Problem statement: Return every line in the items below that contains the string "with".

(Annotated coordinate items)
◇ ◇ ◇ ◇ ◇

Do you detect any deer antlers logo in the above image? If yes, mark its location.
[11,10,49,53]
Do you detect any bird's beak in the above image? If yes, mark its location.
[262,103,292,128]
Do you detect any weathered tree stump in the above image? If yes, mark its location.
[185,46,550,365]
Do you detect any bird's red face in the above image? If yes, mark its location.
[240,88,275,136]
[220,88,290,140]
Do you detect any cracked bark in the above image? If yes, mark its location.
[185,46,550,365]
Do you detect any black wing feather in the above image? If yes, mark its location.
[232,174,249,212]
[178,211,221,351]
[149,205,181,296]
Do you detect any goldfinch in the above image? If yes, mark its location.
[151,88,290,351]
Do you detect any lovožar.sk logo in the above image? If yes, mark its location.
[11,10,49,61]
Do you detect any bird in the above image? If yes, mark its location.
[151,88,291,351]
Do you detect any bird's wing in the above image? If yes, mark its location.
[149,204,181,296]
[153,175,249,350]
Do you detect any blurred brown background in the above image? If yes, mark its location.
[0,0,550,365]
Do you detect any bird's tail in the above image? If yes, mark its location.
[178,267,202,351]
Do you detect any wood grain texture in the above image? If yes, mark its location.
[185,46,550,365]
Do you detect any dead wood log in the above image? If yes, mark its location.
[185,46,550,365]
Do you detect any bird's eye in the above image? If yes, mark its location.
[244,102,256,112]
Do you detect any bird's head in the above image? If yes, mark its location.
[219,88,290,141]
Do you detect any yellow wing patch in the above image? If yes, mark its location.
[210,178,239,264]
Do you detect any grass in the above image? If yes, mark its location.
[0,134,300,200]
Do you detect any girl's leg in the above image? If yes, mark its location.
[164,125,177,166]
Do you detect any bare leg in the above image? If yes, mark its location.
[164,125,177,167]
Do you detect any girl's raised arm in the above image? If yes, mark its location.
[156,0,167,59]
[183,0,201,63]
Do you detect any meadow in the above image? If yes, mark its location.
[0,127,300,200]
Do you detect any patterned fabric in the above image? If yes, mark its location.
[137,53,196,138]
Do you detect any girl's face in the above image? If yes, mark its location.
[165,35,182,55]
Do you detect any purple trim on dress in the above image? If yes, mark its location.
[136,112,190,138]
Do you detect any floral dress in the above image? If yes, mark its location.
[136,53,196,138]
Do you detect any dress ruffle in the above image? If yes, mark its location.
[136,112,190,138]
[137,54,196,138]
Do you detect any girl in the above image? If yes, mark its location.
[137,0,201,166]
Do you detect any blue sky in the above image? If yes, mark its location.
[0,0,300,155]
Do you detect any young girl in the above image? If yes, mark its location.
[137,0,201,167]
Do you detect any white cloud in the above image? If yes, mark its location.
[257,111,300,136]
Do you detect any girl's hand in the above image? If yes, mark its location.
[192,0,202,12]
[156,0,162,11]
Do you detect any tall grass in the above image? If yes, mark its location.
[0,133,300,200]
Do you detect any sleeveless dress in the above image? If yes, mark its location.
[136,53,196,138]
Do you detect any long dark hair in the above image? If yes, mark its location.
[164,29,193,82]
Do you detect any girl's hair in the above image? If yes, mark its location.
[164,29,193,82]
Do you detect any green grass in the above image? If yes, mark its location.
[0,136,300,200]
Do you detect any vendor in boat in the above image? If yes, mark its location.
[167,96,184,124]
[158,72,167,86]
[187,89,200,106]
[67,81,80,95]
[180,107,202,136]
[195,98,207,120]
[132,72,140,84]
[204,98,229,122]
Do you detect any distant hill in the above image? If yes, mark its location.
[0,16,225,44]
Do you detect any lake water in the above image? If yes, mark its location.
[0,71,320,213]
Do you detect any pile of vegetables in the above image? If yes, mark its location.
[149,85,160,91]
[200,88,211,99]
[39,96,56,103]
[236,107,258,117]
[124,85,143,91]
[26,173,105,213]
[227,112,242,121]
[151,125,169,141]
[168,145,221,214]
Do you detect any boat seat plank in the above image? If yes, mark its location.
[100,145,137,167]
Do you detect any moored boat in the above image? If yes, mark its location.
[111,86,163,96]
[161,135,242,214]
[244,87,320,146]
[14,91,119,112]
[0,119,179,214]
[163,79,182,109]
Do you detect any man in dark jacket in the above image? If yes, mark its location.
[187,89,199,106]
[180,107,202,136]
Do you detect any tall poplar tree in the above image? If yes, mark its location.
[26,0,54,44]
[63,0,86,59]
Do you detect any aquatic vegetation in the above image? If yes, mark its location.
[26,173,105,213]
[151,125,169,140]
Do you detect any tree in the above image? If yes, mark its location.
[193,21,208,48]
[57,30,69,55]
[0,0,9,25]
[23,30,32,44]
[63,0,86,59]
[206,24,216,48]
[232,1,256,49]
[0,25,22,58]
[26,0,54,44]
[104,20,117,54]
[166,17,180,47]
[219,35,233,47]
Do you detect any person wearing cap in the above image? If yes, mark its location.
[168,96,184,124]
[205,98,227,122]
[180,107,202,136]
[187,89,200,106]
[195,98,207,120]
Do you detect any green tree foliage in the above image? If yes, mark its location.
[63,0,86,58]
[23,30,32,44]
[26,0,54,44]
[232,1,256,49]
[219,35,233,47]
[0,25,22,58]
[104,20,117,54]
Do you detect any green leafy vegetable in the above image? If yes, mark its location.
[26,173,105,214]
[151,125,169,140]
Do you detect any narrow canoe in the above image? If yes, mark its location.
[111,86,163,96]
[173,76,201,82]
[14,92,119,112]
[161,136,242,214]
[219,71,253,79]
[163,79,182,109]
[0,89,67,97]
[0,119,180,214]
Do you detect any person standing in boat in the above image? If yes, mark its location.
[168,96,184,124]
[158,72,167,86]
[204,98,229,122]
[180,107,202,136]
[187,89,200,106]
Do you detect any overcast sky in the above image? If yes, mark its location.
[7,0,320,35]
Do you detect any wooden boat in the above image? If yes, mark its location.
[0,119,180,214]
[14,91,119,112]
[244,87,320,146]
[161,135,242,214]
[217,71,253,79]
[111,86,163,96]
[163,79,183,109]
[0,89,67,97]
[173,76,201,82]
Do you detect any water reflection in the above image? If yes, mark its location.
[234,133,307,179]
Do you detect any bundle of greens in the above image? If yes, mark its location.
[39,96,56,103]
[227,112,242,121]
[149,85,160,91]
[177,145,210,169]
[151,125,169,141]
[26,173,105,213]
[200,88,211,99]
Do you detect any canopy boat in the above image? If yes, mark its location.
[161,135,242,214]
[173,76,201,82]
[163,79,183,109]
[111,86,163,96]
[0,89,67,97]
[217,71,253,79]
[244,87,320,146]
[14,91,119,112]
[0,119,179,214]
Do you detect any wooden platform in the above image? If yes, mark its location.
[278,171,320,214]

◇ ◇ ◇ ◇ ◇

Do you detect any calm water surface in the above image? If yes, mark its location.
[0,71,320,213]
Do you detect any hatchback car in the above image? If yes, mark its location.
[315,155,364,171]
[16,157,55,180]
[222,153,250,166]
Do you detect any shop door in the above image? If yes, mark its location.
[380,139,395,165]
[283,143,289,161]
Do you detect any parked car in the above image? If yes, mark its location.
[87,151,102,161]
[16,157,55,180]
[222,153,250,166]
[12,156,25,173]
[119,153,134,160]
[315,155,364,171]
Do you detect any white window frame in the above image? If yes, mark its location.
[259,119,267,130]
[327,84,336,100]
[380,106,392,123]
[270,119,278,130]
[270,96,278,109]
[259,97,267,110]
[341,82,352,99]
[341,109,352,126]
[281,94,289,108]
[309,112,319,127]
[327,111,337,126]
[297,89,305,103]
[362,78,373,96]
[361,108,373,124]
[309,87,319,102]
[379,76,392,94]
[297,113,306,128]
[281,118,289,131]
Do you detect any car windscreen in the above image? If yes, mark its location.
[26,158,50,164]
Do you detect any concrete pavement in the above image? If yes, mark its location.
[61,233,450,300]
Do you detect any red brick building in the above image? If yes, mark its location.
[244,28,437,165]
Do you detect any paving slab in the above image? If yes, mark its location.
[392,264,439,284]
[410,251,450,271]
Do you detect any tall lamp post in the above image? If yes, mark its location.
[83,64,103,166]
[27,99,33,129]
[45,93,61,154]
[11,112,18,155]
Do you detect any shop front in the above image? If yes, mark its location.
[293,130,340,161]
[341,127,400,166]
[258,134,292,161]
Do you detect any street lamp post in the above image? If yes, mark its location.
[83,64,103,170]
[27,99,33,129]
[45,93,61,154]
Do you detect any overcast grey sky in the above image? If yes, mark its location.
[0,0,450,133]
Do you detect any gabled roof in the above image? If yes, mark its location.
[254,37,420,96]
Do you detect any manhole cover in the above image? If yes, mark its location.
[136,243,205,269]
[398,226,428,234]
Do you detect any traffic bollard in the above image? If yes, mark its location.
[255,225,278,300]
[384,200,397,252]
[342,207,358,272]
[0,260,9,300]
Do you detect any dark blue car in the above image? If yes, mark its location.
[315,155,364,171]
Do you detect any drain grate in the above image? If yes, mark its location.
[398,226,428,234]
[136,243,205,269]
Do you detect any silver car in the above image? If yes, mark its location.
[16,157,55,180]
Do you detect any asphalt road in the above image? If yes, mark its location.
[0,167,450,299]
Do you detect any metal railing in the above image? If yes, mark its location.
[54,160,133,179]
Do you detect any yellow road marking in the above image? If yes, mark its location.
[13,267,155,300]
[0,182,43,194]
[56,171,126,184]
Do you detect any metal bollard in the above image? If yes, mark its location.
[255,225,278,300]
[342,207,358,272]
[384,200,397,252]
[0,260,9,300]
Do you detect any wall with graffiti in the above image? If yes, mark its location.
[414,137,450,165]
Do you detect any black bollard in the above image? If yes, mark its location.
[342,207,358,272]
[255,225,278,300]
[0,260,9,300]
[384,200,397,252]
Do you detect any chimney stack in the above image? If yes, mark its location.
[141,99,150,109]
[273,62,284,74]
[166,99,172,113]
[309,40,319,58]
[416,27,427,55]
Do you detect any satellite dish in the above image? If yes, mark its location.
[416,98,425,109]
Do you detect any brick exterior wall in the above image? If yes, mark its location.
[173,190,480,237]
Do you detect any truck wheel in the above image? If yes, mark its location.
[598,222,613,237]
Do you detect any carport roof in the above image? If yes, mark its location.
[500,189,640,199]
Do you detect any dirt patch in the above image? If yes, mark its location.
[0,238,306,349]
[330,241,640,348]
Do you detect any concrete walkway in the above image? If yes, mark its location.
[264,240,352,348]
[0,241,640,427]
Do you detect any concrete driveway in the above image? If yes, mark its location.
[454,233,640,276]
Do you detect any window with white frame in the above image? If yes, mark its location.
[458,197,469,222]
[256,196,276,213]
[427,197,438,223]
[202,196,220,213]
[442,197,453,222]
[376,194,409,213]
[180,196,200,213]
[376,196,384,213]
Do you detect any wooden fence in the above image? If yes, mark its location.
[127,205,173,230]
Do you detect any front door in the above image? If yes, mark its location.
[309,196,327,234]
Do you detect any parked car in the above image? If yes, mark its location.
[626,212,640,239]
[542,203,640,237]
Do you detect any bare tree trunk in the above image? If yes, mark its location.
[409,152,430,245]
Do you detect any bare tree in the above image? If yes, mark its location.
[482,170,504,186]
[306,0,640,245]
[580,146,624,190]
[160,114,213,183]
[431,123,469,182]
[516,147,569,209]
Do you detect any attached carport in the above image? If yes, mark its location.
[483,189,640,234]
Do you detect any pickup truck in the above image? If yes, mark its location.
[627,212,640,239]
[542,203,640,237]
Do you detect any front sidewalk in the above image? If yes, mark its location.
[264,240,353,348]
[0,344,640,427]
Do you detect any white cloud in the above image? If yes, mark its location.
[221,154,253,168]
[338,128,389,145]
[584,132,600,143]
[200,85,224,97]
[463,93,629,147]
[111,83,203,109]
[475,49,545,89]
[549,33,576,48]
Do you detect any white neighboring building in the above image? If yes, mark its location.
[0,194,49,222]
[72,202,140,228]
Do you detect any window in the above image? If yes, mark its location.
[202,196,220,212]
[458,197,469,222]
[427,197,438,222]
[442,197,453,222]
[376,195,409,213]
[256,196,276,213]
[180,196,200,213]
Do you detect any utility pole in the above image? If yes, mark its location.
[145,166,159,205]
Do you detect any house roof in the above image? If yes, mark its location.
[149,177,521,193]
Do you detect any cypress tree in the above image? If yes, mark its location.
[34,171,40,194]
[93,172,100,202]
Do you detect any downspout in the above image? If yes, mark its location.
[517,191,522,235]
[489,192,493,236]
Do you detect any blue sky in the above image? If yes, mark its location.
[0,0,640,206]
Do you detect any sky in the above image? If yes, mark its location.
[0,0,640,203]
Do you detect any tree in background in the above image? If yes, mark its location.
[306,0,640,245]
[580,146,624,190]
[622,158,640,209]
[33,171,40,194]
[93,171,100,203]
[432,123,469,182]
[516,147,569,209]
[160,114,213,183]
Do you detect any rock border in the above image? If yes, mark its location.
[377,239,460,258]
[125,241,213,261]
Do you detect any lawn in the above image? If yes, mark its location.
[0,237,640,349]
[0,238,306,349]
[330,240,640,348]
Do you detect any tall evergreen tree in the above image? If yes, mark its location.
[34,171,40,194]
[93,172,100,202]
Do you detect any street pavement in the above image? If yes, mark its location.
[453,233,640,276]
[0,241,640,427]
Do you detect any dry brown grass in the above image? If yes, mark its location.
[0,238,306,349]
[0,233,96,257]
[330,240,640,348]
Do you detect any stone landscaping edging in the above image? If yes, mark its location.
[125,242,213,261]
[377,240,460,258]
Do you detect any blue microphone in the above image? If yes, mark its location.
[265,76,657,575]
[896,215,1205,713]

◇ ◇ ◇ ◇ ◇

Answer to this exercise:
Do you detect any wall with graffiti in the above image? If yes, mark its location.
Do you detect any window with white frame in the above image? If yes, mark its location.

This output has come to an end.